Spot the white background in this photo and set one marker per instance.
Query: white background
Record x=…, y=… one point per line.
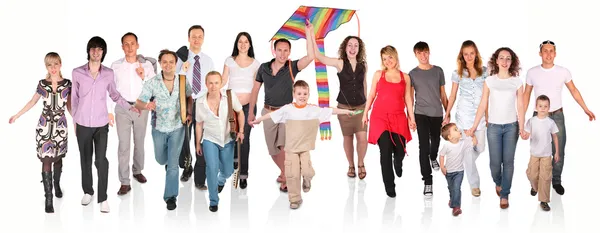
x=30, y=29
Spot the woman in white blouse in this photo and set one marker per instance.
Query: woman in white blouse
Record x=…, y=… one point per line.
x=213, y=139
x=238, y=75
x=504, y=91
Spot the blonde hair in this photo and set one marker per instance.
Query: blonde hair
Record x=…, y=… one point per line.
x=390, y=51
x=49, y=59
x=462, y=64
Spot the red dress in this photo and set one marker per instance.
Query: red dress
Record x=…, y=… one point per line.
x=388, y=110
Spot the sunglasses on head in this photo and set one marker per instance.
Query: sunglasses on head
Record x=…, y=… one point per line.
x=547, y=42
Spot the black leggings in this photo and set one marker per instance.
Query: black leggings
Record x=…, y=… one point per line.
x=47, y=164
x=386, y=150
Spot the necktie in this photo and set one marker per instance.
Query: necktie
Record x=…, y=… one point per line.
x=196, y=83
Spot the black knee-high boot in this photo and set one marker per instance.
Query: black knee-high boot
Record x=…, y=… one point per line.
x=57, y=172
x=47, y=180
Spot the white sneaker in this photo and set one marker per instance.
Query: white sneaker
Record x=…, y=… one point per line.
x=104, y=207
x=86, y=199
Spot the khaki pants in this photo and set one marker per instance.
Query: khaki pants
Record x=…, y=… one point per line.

__Short task__: Write out all the lines above again, replacing "marker" with "dot" and keeping everything else the same. Leave the pictures out.

__Task result__:
Spot the white background in this photo and set one dot per instance.
Query: white background
Record x=…, y=… one point per line.
x=30, y=29
Spot the woman in white blouse in this photo and set one dot per instance.
Query: woman in white blouse
Record x=…, y=… one point per line.
x=213, y=139
x=238, y=75
x=504, y=91
Spot the blonde hair in this photo and set one dot per instance.
Query: blonde hair
Record x=…, y=… one point per line.
x=390, y=51
x=49, y=59
x=462, y=64
Spot the red dress in this photo and set one dot per instance.
Query: red dress
Record x=…, y=… one point per line.
x=388, y=110
Spot the sunglasses on head in this photo and set one dot per instance.
Query: sunglasses on head
Record x=…, y=… one point per line.
x=547, y=42
Spot the black leggings in this photo and set one dot per instance.
Query: black leggings
Record x=…, y=… one point per line.
x=47, y=164
x=386, y=150
Spot the necktie in this photo and set one dot per instance.
Query: necktie
Record x=…, y=… one point per line.
x=196, y=83
Spot the black knee-high boot in this photo and set one dot per instance.
Query: black knee-high boot
Record x=…, y=… one point per line.
x=57, y=172
x=47, y=180
Spot the white sneaker in this photo and set one dot per instance.
Query: white sneaker
Record x=…, y=… one point per line.
x=104, y=207
x=86, y=199
Spot the khaki pants in this photo and set one dot per instance.
Query: khaki pants
Record x=…, y=… one point per line.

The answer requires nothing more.